■ SELECTED EXCERPT ■
— start —
The world famous Shandur Pass is about 3738 m above sea level and lies midway between
Chitral and Gligit. The distance from both Chitral and Gilgit is about 168 km. These areas remain snow- clad in winter and
turn into a green heaven during summer. There is a big lake in the area. One can approach the Shandur Top by jeep from either
side. The traditional Polo Tournament between the Gilgit and Chitral teams is held here every year in the month of July. Foreign
tourists and natives come to see the festival.
Chitral has pleasant summer and extremely cold winter. Spring weather is unpredictable with frequent rain and
snowfall. Autumn has mild and pleasant temperature.
Chitrali or Khowar is the local language whereas Urdu and English are also spoken .
Chitral is famous for its soft hand-woven woolen material known as "Shu" available in white black and grey
colours, embroidered woolen rugs, embroidered household linen, bags, watch straps, belts, shoes and sandals, musical instruments
like sitar, antique weapons and precious gems. Kalash Valley is important for hand crafted chairs with leather seats, baskets,
crude wooden effigies of men seated on horseback. Kalash tribal garments and headgear with studded cowrie shells, and buttons.
— end —
■ GIVEN PROBLEM 1 ■
Recast the part of the records below that opens with the line containing "line as [286,159]." and runs through the end of the records as a numbered list, leaving out any blank lines.

■ Pointing dataset records ■
— start —
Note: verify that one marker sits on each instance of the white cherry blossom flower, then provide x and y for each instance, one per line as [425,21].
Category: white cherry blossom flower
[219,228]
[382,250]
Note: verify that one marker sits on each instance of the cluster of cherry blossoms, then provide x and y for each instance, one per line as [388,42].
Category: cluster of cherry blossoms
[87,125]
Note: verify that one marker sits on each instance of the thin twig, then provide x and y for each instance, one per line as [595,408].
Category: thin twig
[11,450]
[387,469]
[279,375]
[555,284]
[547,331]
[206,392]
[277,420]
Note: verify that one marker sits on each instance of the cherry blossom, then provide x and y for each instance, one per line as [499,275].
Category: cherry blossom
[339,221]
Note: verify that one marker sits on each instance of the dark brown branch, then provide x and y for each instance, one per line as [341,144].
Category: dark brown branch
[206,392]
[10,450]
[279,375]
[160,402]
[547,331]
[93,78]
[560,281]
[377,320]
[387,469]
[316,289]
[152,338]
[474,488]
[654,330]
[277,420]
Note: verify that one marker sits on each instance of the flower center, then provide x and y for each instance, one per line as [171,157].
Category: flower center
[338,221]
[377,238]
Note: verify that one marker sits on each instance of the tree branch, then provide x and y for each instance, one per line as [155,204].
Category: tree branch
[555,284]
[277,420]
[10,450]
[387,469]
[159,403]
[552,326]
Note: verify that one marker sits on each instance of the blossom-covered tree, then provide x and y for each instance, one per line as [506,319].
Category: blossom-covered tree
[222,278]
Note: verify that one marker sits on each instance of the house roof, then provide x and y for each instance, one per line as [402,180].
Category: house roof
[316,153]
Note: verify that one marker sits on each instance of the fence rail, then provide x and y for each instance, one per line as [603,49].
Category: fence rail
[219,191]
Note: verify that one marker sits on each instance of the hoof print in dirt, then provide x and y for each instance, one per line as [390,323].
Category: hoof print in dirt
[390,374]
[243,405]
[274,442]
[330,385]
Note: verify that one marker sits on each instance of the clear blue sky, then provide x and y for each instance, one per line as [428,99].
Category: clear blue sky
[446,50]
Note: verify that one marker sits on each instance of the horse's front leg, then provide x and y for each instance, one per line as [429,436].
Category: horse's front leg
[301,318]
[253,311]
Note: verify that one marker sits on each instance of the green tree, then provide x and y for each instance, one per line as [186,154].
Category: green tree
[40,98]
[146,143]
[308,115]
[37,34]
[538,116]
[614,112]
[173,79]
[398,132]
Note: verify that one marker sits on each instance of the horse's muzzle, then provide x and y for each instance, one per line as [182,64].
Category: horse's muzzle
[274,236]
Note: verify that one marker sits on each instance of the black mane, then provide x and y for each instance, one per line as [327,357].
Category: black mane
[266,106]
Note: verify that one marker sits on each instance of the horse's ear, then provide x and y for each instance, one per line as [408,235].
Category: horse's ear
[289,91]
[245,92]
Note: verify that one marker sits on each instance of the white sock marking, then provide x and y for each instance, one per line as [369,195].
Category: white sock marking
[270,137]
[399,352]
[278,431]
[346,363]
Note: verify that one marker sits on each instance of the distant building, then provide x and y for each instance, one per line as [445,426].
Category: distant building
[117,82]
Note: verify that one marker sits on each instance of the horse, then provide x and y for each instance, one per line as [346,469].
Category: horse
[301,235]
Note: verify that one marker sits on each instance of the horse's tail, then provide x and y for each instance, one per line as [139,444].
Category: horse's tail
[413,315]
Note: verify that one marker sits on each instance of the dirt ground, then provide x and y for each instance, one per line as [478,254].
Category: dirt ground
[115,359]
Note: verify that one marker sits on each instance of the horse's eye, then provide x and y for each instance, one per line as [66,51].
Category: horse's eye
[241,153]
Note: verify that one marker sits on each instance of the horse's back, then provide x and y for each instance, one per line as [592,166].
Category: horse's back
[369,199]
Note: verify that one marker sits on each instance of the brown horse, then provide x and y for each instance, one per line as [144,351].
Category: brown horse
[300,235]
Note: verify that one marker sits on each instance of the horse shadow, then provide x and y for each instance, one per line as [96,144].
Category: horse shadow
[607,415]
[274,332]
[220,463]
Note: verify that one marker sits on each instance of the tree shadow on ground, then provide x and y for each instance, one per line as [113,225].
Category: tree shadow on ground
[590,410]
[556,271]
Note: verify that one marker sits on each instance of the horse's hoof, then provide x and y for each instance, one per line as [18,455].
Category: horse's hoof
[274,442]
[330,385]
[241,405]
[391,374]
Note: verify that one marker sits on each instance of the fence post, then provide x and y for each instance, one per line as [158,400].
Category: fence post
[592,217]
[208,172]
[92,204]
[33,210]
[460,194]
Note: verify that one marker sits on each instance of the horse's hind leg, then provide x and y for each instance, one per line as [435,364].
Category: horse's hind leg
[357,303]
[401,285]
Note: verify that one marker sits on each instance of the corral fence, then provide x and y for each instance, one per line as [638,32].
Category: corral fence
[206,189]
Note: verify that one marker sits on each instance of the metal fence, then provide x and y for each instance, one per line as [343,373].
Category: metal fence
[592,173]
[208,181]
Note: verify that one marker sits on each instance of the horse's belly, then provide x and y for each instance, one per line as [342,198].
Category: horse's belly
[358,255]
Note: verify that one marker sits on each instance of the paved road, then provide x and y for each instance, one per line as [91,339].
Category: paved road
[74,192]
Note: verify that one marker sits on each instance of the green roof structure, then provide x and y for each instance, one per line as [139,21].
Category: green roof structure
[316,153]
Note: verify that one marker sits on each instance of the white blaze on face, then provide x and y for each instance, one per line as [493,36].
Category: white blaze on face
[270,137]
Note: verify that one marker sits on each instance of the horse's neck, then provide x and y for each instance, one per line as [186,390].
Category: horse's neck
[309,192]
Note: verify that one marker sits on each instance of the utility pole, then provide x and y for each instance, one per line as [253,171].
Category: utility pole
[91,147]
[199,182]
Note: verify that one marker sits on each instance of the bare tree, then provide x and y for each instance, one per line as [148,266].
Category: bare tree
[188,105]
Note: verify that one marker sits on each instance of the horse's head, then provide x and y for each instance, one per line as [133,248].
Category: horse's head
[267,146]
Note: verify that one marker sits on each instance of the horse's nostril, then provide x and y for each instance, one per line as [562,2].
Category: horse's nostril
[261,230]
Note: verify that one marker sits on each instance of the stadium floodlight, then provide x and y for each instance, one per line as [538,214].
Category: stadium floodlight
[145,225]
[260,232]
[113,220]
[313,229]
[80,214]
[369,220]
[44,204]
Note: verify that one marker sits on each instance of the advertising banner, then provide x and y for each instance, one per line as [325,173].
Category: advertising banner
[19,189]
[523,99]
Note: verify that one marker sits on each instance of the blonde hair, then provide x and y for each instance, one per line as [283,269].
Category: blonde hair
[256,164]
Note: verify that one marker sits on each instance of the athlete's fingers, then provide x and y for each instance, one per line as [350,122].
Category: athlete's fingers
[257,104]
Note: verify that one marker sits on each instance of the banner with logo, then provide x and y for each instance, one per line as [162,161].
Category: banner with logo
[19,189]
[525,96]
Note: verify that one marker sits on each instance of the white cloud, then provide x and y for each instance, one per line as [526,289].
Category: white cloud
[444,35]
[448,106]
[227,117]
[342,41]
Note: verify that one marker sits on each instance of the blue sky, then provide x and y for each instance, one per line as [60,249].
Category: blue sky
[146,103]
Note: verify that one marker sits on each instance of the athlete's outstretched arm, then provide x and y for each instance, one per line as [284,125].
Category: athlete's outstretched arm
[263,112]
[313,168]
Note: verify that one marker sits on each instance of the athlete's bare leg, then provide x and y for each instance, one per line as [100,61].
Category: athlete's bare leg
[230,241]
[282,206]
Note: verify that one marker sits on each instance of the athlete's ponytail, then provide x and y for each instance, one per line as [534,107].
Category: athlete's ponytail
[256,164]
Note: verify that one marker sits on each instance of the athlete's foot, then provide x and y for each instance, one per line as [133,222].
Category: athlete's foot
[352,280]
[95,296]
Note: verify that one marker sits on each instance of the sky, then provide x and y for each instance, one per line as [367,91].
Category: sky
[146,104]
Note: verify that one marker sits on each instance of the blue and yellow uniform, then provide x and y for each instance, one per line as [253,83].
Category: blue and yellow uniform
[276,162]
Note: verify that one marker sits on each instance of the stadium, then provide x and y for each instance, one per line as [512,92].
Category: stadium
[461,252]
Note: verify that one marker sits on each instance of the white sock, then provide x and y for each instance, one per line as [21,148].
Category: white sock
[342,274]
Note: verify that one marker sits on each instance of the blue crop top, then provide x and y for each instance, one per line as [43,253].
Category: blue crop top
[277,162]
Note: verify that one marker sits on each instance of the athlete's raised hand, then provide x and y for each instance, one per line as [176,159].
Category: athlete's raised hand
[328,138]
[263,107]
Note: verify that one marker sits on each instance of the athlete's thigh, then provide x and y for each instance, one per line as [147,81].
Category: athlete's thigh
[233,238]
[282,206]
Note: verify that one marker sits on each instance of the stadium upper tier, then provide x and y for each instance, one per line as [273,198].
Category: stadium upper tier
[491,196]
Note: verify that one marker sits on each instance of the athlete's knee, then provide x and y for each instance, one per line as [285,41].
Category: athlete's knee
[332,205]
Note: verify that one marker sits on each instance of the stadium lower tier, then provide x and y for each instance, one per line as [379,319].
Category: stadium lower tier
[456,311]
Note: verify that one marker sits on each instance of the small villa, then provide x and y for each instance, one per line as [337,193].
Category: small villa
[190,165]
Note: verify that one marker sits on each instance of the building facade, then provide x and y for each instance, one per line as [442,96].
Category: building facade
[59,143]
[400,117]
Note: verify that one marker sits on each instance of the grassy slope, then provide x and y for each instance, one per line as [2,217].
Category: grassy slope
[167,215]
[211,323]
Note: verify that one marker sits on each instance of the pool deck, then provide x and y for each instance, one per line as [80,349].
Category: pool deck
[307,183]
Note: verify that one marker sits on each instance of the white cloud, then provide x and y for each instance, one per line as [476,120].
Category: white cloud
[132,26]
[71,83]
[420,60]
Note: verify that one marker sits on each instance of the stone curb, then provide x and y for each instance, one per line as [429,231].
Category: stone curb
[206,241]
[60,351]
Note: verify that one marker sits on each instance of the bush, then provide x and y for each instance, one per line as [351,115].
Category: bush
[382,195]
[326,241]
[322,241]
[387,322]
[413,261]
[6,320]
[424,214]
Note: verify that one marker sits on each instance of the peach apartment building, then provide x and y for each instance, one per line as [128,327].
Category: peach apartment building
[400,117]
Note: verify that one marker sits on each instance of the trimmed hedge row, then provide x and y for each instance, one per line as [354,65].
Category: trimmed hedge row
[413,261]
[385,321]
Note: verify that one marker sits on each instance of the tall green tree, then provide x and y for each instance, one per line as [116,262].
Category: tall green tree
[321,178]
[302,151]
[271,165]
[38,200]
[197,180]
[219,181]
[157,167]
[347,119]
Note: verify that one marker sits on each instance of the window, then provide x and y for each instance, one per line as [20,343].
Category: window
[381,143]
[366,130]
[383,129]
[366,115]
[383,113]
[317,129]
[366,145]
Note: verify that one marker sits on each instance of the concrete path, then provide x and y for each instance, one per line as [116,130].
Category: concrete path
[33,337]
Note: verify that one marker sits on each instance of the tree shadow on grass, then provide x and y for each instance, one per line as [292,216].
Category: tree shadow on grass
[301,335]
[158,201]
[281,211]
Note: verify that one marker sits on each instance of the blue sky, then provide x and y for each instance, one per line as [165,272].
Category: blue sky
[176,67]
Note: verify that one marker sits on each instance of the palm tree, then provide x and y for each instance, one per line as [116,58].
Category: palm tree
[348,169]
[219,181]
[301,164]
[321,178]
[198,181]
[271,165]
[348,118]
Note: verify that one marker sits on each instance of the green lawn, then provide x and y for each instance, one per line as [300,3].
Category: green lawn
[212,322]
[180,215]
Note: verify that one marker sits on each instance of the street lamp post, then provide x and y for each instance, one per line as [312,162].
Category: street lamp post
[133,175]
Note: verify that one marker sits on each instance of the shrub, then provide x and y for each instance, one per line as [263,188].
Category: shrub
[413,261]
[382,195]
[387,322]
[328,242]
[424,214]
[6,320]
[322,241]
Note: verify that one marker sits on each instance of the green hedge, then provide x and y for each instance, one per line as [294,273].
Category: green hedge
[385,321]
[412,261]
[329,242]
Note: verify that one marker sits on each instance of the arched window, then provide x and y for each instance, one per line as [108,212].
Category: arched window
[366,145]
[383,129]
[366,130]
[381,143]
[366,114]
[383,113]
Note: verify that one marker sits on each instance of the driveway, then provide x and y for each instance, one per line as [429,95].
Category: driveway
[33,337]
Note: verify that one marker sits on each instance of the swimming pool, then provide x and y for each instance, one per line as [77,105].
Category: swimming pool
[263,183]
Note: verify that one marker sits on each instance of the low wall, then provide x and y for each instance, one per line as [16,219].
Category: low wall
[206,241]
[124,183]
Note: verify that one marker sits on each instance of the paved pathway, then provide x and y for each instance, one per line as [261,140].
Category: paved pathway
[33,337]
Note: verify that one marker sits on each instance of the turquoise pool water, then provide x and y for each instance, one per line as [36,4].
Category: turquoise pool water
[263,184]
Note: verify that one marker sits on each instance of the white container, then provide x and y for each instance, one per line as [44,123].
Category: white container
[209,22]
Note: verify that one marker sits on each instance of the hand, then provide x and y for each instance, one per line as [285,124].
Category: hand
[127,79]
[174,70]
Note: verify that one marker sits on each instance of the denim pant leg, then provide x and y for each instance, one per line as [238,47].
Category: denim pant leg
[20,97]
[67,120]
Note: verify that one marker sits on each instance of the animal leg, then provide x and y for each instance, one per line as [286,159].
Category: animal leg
— end —
■ GIVEN PROBLEM 2 ■
In the text on Chitral, which month is the traditional polo tournament between the Gilgit and Chitral teams held at Shandur?

■ TASK OUTPUT 1 ■
1. Note: verify that one marker sits on each instance of the animal leg, then provide x and y for each instance, one per line as [286,159].
2. Category: animal leg

■ TASK OUTPUT 2 ■
July